#### DOCUMENT PASSAGE:
Start

Regarding RT, there was a significant interaction between congruency and block: F4,104 = 3.38, p = .012, ɳp2 = 0.12 (no main effects: congruency: F1,26 = 1.04, p = .32, ɳp2 = 0.038; block: F2.5,65.3 = 0.78, p = .49, ɳp2 = 0.029), as the RT increased across blocks only for incongruent trials. A significant difference emerged between congruent and incongruent trials only in the fifth block, t26 = 2.54, p = .009, d = 0.49), (all other t’s < 1.6, p’s > .07, d’s < 0.3).

Magnitude

For magnitude accuracy in the category-level experiment, there were no significant main effects, nor an interaction (congruency nearing significance: F1,26 = 3.80, p = .062, ɳp2 = 0.13; block: F4,72.4 = 0.52, p = .66, ɳp2 = 0.020; interaction: F4,104 = 0.46, p = .76, ɳp2 = 0.017).

In terms of RT, there were also not significant main effects (congruency: F1,26 = 2.69, p = .11, ɳp2 = 0.094; block: F2.4,62.5 = 2.37, p = .092, ɳp2 = 0.084), but there was a significant interaction, F3.77,98.1 = 3.27, p = .016, ɳp2 = 0.11), as RT increased in the final blocks only for incongruent trials. Paired-samples t-tests revealed significant differences between congruent and incongruent trials in the first and fifth blocks (t’s > 2.0, p’s < .029, d’s > 0.38), but not in the other blocks (t’s < 1.36, p’s > .093, d’s < 0.27).

Association report task

Parity

For the category-level experiment version, participants reported their color-association consistent with the color-parity pairing in the main experiment with 63.3% accuracy (SE = 3.69%), while for the item-level experiment this was at chance, 50.0% (SE = 1.34%) (Figure 4a). The difference in accuracy across experiment levels was significant, t30.2 = 3.37, p = .001, d = 0.94. Regarding RT, there was not a significant difference across experiment levels, t49 = 0.49, p = .31, d = 0.14 (category-level M = 789 ms; SE = 45.7 ms; item-level M = 758 ms; SE = 44.1 ms).

joc-8-1-428-g4.png
Figure 4

Explicit, color association report task results. Individual participants are represented as dots above the group-level mean bar plots, with error bars of ±1 SE (exact M and (SE) values are given on the bars). Bold font indicates a significant difference between category- and item-level experiments. Chance level accuracy is indicated with a horizontal gray line. a) Parity experiment. b) Magnitude experiment. In the magnitude experiment, the orange and yellow plus signs indicate the accuracy for congruent and incongruent double-digit numbers, respectively.

End

#### GIVEN MATERIAL:
Start

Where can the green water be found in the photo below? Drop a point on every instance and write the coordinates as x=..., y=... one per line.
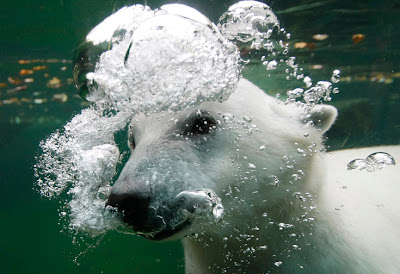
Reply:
x=31, y=241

End

#### DIRECTION:
Write out everything in the results passage from "Explicit, color association" down to "double-digit numbers, respectively.", keeping every word and symbol unchanged.

#### CORRECT OUTPUT:
Explicit, color association report task results. Individual participants are represented as dots above the group-level mean bar plots, with error bars of ±1 SE (exact M and (SE) values are given on the bars). Bold font indicates a significant difference between category- and item-level experiments. Chance level accuracy is indicated with a horizontal gray line. a) Parity experiment. b) Magnitude experiment. In the magnitude experiment, the orange and yellow plus signs indicate the accuracy for congruent and incongruent double-digit numbers, respectively.